- **THE EXERCISE**: In the material below, repeat only the lines from the one that holds "Pinpoint where metal" through the final line, exactly as they stand.

:: SUPPLIED RECORDS

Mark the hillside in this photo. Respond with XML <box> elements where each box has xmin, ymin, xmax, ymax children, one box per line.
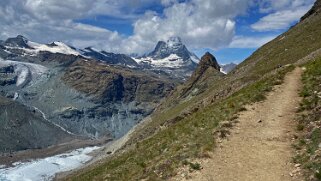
<box><xmin>63</xmin><ymin>0</ymin><xmax>321</xmax><ymax>180</ymax></box>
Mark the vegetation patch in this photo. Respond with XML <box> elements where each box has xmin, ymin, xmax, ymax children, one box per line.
<box><xmin>294</xmin><ymin>59</ymin><xmax>321</xmax><ymax>180</ymax></box>
<box><xmin>65</xmin><ymin>66</ymin><xmax>294</xmax><ymax>181</ymax></box>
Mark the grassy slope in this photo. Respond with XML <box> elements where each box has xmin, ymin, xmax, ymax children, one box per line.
<box><xmin>294</xmin><ymin>58</ymin><xmax>321</xmax><ymax>180</ymax></box>
<box><xmin>64</xmin><ymin>4</ymin><xmax>321</xmax><ymax>180</ymax></box>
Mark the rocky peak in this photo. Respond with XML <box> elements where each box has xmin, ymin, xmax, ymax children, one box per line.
<box><xmin>4</xmin><ymin>35</ymin><xmax>30</xmax><ymax>48</ymax></box>
<box><xmin>190</xmin><ymin>52</ymin><xmax>221</xmax><ymax>82</ymax></box>
<box><xmin>301</xmin><ymin>0</ymin><xmax>321</xmax><ymax>21</ymax></box>
<box><xmin>148</xmin><ymin>37</ymin><xmax>191</xmax><ymax>59</ymax></box>
<box><xmin>198</xmin><ymin>52</ymin><xmax>221</xmax><ymax>71</ymax></box>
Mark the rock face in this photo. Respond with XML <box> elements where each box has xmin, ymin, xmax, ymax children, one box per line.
<box><xmin>4</xmin><ymin>35</ymin><xmax>30</xmax><ymax>48</ymax></box>
<box><xmin>173</xmin><ymin>52</ymin><xmax>224</xmax><ymax>102</ymax></box>
<box><xmin>0</xmin><ymin>36</ymin><xmax>176</xmax><ymax>151</ymax></box>
<box><xmin>301</xmin><ymin>0</ymin><xmax>321</xmax><ymax>21</ymax></box>
<box><xmin>220</xmin><ymin>63</ymin><xmax>237</xmax><ymax>74</ymax></box>
<box><xmin>148</xmin><ymin>37</ymin><xmax>198</xmax><ymax>61</ymax></box>
<box><xmin>81</xmin><ymin>47</ymin><xmax>138</xmax><ymax>67</ymax></box>
<box><xmin>133</xmin><ymin>37</ymin><xmax>199</xmax><ymax>79</ymax></box>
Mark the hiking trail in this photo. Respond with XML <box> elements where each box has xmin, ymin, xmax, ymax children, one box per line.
<box><xmin>172</xmin><ymin>68</ymin><xmax>303</xmax><ymax>181</ymax></box>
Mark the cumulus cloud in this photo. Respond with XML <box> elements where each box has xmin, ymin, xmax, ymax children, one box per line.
<box><xmin>251</xmin><ymin>0</ymin><xmax>315</xmax><ymax>31</ymax></box>
<box><xmin>0</xmin><ymin>0</ymin><xmax>313</xmax><ymax>53</ymax></box>
<box><xmin>228</xmin><ymin>35</ymin><xmax>276</xmax><ymax>48</ymax></box>
<box><xmin>121</xmin><ymin>0</ymin><xmax>249</xmax><ymax>52</ymax></box>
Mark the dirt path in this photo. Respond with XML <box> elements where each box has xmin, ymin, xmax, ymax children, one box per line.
<box><xmin>173</xmin><ymin>68</ymin><xmax>303</xmax><ymax>181</ymax></box>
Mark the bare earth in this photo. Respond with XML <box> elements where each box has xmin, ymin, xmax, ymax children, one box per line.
<box><xmin>173</xmin><ymin>68</ymin><xmax>303</xmax><ymax>181</ymax></box>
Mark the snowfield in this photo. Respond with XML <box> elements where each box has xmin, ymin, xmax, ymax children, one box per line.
<box><xmin>133</xmin><ymin>54</ymin><xmax>184</xmax><ymax>68</ymax></box>
<box><xmin>28</xmin><ymin>41</ymin><xmax>80</xmax><ymax>55</ymax></box>
<box><xmin>0</xmin><ymin>59</ymin><xmax>48</xmax><ymax>86</ymax></box>
<box><xmin>0</xmin><ymin>147</ymin><xmax>99</xmax><ymax>181</ymax></box>
<box><xmin>6</xmin><ymin>41</ymin><xmax>80</xmax><ymax>56</ymax></box>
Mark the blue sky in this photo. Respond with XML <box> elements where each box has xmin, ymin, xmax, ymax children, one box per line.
<box><xmin>0</xmin><ymin>0</ymin><xmax>315</xmax><ymax>63</ymax></box>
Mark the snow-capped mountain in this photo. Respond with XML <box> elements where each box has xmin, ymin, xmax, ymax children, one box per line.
<box><xmin>1</xmin><ymin>35</ymin><xmax>80</xmax><ymax>56</ymax></box>
<box><xmin>221</xmin><ymin>63</ymin><xmax>237</xmax><ymax>74</ymax></box>
<box><xmin>79</xmin><ymin>47</ymin><xmax>139</xmax><ymax>67</ymax></box>
<box><xmin>133</xmin><ymin>37</ymin><xmax>199</xmax><ymax>78</ymax></box>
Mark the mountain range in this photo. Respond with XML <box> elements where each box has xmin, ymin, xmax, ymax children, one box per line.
<box><xmin>0</xmin><ymin>30</ymin><xmax>235</xmax><ymax>152</ymax></box>
<box><xmin>60</xmin><ymin>0</ymin><xmax>321</xmax><ymax>180</ymax></box>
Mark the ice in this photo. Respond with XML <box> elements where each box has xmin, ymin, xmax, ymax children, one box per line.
<box><xmin>134</xmin><ymin>54</ymin><xmax>184</xmax><ymax>68</ymax></box>
<box><xmin>27</xmin><ymin>41</ymin><xmax>80</xmax><ymax>55</ymax></box>
<box><xmin>15</xmin><ymin>64</ymin><xmax>30</xmax><ymax>86</ymax></box>
<box><xmin>0</xmin><ymin>60</ymin><xmax>48</xmax><ymax>86</ymax></box>
<box><xmin>0</xmin><ymin>147</ymin><xmax>99</xmax><ymax>181</ymax></box>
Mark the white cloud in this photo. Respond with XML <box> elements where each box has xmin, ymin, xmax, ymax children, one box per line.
<box><xmin>229</xmin><ymin>35</ymin><xmax>277</xmax><ymax>48</ymax></box>
<box><xmin>0</xmin><ymin>0</ymin><xmax>313</xmax><ymax>53</ymax></box>
<box><xmin>120</xmin><ymin>0</ymin><xmax>249</xmax><ymax>52</ymax></box>
<box><xmin>251</xmin><ymin>0</ymin><xmax>315</xmax><ymax>31</ymax></box>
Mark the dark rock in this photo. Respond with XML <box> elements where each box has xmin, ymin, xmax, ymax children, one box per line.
<box><xmin>4</xmin><ymin>35</ymin><xmax>30</xmax><ymax>48</ymax></box>
<box><xmin>0</xmin><ymin>65</ymin><xmax>14</xmax><ymax>74</ymax></box>
<box><xmin>300</xmin><ymin>0</ymin><xmax>321</xmax><ymax>21</ymax></box>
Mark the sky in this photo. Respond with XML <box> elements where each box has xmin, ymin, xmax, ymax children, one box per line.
<box><xmin>0</xmin><ymin>0</ymin><xmax>315</xmax><ymax>64</ymax></box>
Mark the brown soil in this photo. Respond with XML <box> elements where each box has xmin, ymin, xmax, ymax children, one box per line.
<box><xmin>172</xmin><ymin>68</ymin><xmax>303</xmax><ymax>181</ymax></box>
<box><xmin>0</xmin><ymin>138</ymin><xmax>112</xmax><ymax>166</ymax></box>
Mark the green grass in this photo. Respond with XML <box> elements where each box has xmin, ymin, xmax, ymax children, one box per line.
<box><xmin>66</xmin><ymin>67</ymin><xmax>293</xmax><ymax>181</ymax></box>
<box><xmin>64</xmin><ymin>7</ymin><xmax>321</xmax><ymax>181</ymax></box>
<box><xmin>294</xmin><ymin>58</ymin><xmax>321</xmax><ymax>180</ymax></box>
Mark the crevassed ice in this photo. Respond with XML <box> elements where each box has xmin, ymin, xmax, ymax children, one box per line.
<box><xmin>0</xmin><ymin>147</ymin><xmax>99</xmax><ymax>181</ymax></box>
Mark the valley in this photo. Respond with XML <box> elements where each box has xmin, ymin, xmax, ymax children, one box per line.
<box><xmin>0</xmin><ymin>0</ymin><xmax>321</xmax><ymax>181</ymax></box>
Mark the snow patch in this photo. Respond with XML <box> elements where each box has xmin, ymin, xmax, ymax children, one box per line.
<box><xmin>133</xmin><ymin>54</ymin><xmax>185</xmax><ymax>68</ymax></box>
<box><xmin>27</xmin><ymin>41</ymin><xmax>80</xmax><ymax>55</ymax></box>
<box><xmin>0</xmin><ymin>147</ymin><xmax>99</xmax><ymax>181</ymax></box>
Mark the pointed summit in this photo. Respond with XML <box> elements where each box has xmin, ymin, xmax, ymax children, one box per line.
<box><xmin>4</xmin><ymin>35</ymin><xmax>30</xmax><ymax>48</ymax></box>
<box><xmin>197</xmin><ymin>52</ymin><xmax>221</xmax><ymax>71</ymax></box>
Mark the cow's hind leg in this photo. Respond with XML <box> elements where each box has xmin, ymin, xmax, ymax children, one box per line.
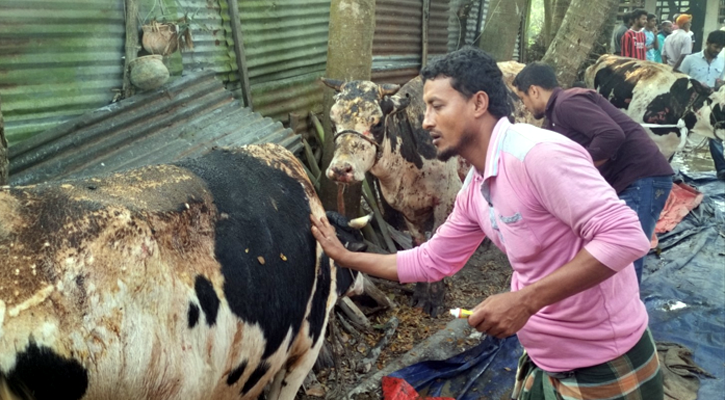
<box><xmin>269</xmin><ymin>338</ymin><xmax>325</xmax><ymax>400</ymax></box>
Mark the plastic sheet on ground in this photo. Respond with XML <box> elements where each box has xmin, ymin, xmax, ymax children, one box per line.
<box><xmin>642</xmin><ymin>172</ymin><xmax>725</xmax><ymax>400</ymax></box>
<box><xmin>390</xmin><ymin>172</ymin><xmax>725</xmax><ymax>400</ymax></box>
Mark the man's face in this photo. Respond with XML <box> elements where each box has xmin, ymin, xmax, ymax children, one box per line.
<box><xmin>634</xmin><ymin>14</ymin><xmax>647</xmax><ymax>29</ymax></box>
<box><xmin>647</xmin><ymin>18</ymin><xmax>657</xmax><ymax>30</ymax></box>
<box><xmin>516</xmin><ymin>90</ymin><xmax>546</xmax><ymax>119</ymax></box>
<box><xmin>423</xmin><ymin>77</ymin><xmax>475</xmax><ymax>161</ymax></box>
<box><xmin>705</xmin><ymin>42</ymin><xmax>723</xmax><ymax>58</ymax></box>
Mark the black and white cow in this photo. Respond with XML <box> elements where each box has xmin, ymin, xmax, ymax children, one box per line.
<box><xmin>323</xmin><ymin>62</ymin><xmax>540</xmax><ymax>315</ymax></box>
<box><xmin>584</xmin><ymin>55</ymin><xmax>725</xmax><ymax>159</ymax></box>
<box><xmin>0</xmin><ymin>145</ymin><xmax>363</xmax><ymax>400</ymax></box>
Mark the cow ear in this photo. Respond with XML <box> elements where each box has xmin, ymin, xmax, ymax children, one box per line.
<box><xmin>379</xmin><ymin>83</ymin><xmax>400</xmax><ymax>97</ymax></box>
<box><xmin>690</xmin><ymin>79</ymin><xmax>712</xmax><ymax>96</ymax></box>
<box><xmin>320</xmin><ymin>78</ymin><xmax>345</xmax><ymax>92</ymax></box>
<box><xmin>381</xmin><ymin>94</ymin><xmax>410</xmax><ymax>115</ymax></box>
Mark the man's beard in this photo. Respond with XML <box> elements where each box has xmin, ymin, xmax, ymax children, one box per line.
<box><xmin>436</xmin><ymin>132</ymin><xmax>476</xmax><ymax>162</ymax></box>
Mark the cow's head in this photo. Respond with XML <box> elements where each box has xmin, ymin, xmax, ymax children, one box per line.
<box><xmin>322</xmin><ymin>78</ymin><xmax>410</xmax><ymax>183</ymax></box>
<box><xmin>327</xmin><ymin>211</ymin><xmax>372</xmax><ymax>296</ymax></box>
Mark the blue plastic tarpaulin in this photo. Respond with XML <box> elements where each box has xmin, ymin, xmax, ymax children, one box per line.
<box><xmin>390</xmin><ymin>173</ymin><xmax>725</xmax><ymax>400</ymax></box>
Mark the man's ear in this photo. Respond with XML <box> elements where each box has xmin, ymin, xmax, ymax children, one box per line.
<box><xmin>473</xmin><ymin>91</ymin><xmax>489</xmax><ymax>115</ymax></box>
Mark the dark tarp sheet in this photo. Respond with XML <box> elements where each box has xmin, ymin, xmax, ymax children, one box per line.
<box><xmin>390</xmin><ymin>172</ymin><xmax>725</xmax><ymax>400</ymax></box>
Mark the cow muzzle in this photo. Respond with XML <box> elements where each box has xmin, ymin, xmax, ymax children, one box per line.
<box><xmin>327</xmin><ymin>162</ymin><xmax>355</xmax><ymax>183</ymax></box>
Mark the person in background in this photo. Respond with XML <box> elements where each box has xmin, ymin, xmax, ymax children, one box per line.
<box><xmin>622</xmin><ymin>9</ymin><xmax>647</xmax><ymax>60</ymax></box>
<box><xmin>680</xmin><ymin>30</ymin><xmax>725</xmax><ymax>180</ymax></box>
<box><xmin>612</xmin><ymin>13</ymin><xmax>632</xmax><ymax>56</ymax></box>
<box><xmin>644</xmin><ymin>14</ymin><xmax>662</xmax><ymax>62</ymax></box>
<box><xmin>513</xmin><ymin>62</ymin><xmax>674</xmax><ymax>281</ymax></box>
<box><xmin>655</xmin><ymin>20</ymin><xmax>672</xmax><ymax>63</ymax></box>
<box><xmin>662</xmin><ymin>14</ymin><xmax>692</xmax><ymax>70</ymax></box>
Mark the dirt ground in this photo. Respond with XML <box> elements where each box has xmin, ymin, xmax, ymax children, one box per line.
<box><xmin>297</xmin><ymin>241</ymin><xmax>511</xmax><ymax>400</ymax></box>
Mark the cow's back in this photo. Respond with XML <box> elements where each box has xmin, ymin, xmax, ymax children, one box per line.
<box><xmin>0</xmin><ymin>146</ymin><xmax>331</xmax><ymax>399</ymax></box>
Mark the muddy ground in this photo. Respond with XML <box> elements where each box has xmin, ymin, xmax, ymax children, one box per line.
<box><xmin>297</xmin><ymin>241</ymin><xmax>511</xmax><ymax>400</ymax></box>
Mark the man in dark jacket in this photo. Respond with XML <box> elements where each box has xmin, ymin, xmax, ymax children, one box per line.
<box><xmin>513</xmin><ymin>63</ymin><xmax>674</xmax><ymax>281</ymax></box>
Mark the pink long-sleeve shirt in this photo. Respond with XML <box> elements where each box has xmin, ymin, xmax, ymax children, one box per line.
<box><xmin>397</xmin><ymin>118</ymin><xmax>649</xmax><ymax>372</ymax></box>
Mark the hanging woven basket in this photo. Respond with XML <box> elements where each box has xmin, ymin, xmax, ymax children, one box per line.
<box><xmin>129</xmin><ymin>54</ymin><xmax>169</xmax><ymax>90</ymax></box>
<box><xmin>141</xmin><ymin>21</ymin><xmax>179</xmax><ymax>56</ymax></box>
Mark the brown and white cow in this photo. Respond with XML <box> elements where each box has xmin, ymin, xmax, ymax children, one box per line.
<box><xmin>0</xmin><ymin>145</ymin><xmax>362</xmax><ymax>400</ymax></box>
<box><xmin>584</xmin><ymin>55</ymin><xmax>725</xmax><ymax>159</ymax></box>
<box><xmin>323</xmin><ymin>62</ymin><xmax>540</xmax><ymax>315</ymax></box>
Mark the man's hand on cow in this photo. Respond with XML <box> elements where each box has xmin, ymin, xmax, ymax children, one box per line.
<box><xmin>468</xmin><ymin>292</ymin><xmax>533</xmax><ymax>339</ymax></box>
<box><xmin>310</xmin><ymin>215</ymin><xmax>349</xmax><ymax>263</ymax></box>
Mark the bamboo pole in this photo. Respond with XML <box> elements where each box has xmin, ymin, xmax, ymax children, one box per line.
<box><xmin>228</xmin><ymin>0</ymin><xmax>253</xmax><ymax>109</ymax></box>
<box><xmin>123</xmin><ymin>0</ymin><xmax>139</xmax><ymax>98</ymax></box>
<box><xmin>420</xmin><ymin>0</ymin><xmax>430</xmax><ymax>68</ymax></box>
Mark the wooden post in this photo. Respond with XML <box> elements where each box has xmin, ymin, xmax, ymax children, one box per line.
<box><xmin>0</xmin><ymin>94</ymin><xmax>10</xmax><ymax>186</ymax></box>
<box><xmin>420</xmin><ymin>0</ymin><xmax>430</xmax><ymax>68</ymax></box>
<box><xmin>227</xmin><ymin>0</ymin><xmax>253</xmax><ymax>109</ymax></box>
<box><xmin>123</xmin><ymin>0</ymin><xmax>139</xmax><ymax>98</ymax></box>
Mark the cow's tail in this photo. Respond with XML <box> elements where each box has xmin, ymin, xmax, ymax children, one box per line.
<box><xmin>0</xmin><ymin>372</ymin><xmax>34</xmax><ymax>400</ymax></box>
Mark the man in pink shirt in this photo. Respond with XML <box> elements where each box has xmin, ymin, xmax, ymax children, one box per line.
<box><xmin>312</xmin><ymin>48</ymin><xmax>663</xmax><ymax>400</ymax></box>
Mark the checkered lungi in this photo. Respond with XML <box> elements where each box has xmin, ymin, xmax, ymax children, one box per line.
<box><xmin>511</xmin><ymin>329</ymin><xmax>664</xmax><ymax>400</ymax></box>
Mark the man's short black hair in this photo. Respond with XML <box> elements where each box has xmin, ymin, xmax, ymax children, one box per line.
<box><xmin>420</xmin><ymin>46</ymin><xmax>512</xmax><ymax>118</ymax></box>
<box><xmin>631</xmin><ymin>8</ymin><xmax>647</xmax><ymax>21</ymax></box>
<box><xmin>513</xmin><ymin>61</ymin><xmax>559</xmax><ymax>94</ymax></box>
<box><xmin>707</xmin><ymin>30</ymin><xmax>725</xmax><ymax>46</ymax></box>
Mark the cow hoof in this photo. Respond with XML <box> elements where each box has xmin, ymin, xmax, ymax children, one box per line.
<box><xmin>411</xmin><ymin>281</ymin><xmax>446</xmax><ymax>318</ymax></box>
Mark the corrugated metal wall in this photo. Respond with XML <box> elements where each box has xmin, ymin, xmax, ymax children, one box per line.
<box><xmin>372</xmin><ymin>0</ymin><xmax>423</xmax><ymax>83</ymax></box>
<box><xmin>177</xmin><ymin>0</ymin><xmax>233</xmax><ymax>82</ymax></box>
<box><xmin>372</xmin><ymin>0</ymin><xmax>488</xmax><ymax>84</ymax></box>
<box><xmin>448</xmin><ymin>0</ymin><xmax>488</xmax><ymax>51</ymax></box>
<box><xmin>428</xmin><ymin>0</ymin><xmax>452</xmax><ymax>56</ymax></box>
<box><xmin>239</xmin><ymin>0</ymin><xmax>330</xmax><ymax>121</ymax></box>
<box><xmin>0</xmin><ymin>0</ymin><xmax>125</xmax><ymax>145</ymax></box>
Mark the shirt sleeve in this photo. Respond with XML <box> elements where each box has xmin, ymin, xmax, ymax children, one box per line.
<box><xmin>555</xmin><ymin>95</ymin><xmax>626</xmax><ymax>161</ymax></box>
<box><xmin>525</xmin><ymin>142</ymin><xmax>650</xmax><ymax>271</ymax></box>
<box><xmin>397</xmin><ymin>183</ymin><xmax>486</xmax><ymax>283</ymax></box>
<box><xmin>680</xmin><ymin>56</ymin><xmax>692</xmax><ymax>75</ymax></box>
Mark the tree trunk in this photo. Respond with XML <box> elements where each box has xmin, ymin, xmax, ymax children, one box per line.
<box><xmin>0</xmin><ymin>95</ymin><xmax>10</xmax><ymax>185</ymax></box>
<box><xmin>320</xmin><ymin>0</ymin><xmax>375</xmax><ymax>217</ymax></box>
<box><xmin>551</xmin><ymin>0</ymin><xmax>571</xmax><ymax>33</ymax></box>
<box><xmin>542</xmin><ymin>0</ymin><xmax>619</xmax><ymax>87</ymax></box>
<box><xmin>479</xmin><ymin>0</ymin><xmax>526</xmax><ymax>61</ymax></box>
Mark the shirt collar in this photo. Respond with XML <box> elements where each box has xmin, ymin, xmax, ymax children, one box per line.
<box><xmin>544</xmin><ymin>87</ymin><xmax>564</xmax><ymax>121</ymax></box>
<box><xmin>474</xmin><ymin>117</ymin><xmax>511</xmax><ymax>204</ymax></box>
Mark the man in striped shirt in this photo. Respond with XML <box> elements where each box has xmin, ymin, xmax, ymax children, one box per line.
<box><xmin>622</xmin><ymin>9</ymin><xmax>647</xmax><ymax>60</ymax></box>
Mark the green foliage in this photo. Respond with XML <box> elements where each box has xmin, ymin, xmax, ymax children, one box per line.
<box><xmin>526</xmin><ymin>0</ymin><xmax>544</xmax><ymax>46</ymax></box>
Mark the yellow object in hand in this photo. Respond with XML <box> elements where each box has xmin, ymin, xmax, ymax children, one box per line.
<box><xmin>448</xmin><ymin>308</ymin><xmax>473</xmax><ymax>318</ymax></box>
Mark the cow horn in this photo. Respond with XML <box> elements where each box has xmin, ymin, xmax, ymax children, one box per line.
<box><xmin>347</xmin><ymin>213</ymin><xmax>373</xmax><ymax>229</ymax></box>
<box><xmin>380</xmin><ymin>83</ymin><xmax>400</xmax><ymax>97</ymax></box>
<box><xmin>320</xmin><ymin>78</ymin><xmax>345</xmax><ymax>92</ymax></box>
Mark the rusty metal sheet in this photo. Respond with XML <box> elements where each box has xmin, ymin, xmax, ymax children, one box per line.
<box><xmin>0</xmin><ymin>0</ymin><xmax>125</xmax><ymax>146</ymax></box>
<box><xmin>177</xmin><ymin>0</ymin><xmax>239</xmax><ymax>82</ymax></box>
<box><xmin>428</xmin><ymin>0</ymin><xmax>452</xmax><ymax>55</ymax></box>
<box><xmin>9</xmin><ymin>71</ymin><xmax>301</xmax><ymax>185</ymax></box>
<box><xmin>239</xmin><ymin>0</ymin><xmax>330</xmax><ymax>121</ymax></box>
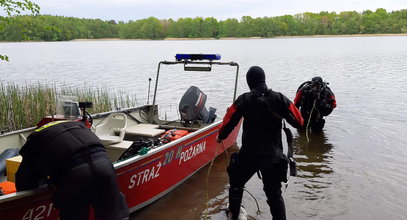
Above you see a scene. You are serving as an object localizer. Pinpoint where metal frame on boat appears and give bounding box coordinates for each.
[0,54,240,219]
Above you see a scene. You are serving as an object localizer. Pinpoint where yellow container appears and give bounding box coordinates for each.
[6,156,23,183]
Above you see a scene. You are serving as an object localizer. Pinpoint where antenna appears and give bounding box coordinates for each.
[147,78,151,105]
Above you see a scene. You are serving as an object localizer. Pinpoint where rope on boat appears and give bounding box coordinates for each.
[204,142,220,220]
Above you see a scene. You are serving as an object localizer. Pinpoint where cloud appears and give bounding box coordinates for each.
[20,0,407,21]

::::

- **EXPECTED ANSWER**:
Above you see a scene. You are serving as an object localizer. Pinpoint where metal frame on boat appears and give bounding box coordinates for each.
[0,54,240,219]
Above you see a scene. You are serving as an object localizer. Pinpoint where yellow container appears and give bounding box coordinates for each.
[6,156,23,183]
Above you see a scene. You are serving as an object localizer. Pinpoint where antenna appears and give bounding box coordinates for each.
[147,78,151,105]
Above you see a scene. You are serving as an object localizer. Pinpoint where rope on boat appears and give bounding box coordinates for each.
[204,142,220,220]
Above you see a scene. You are serving as an object localizer. Pinpoint where cloud appears and give bounding box coordinates for each.
[20,0,407,21]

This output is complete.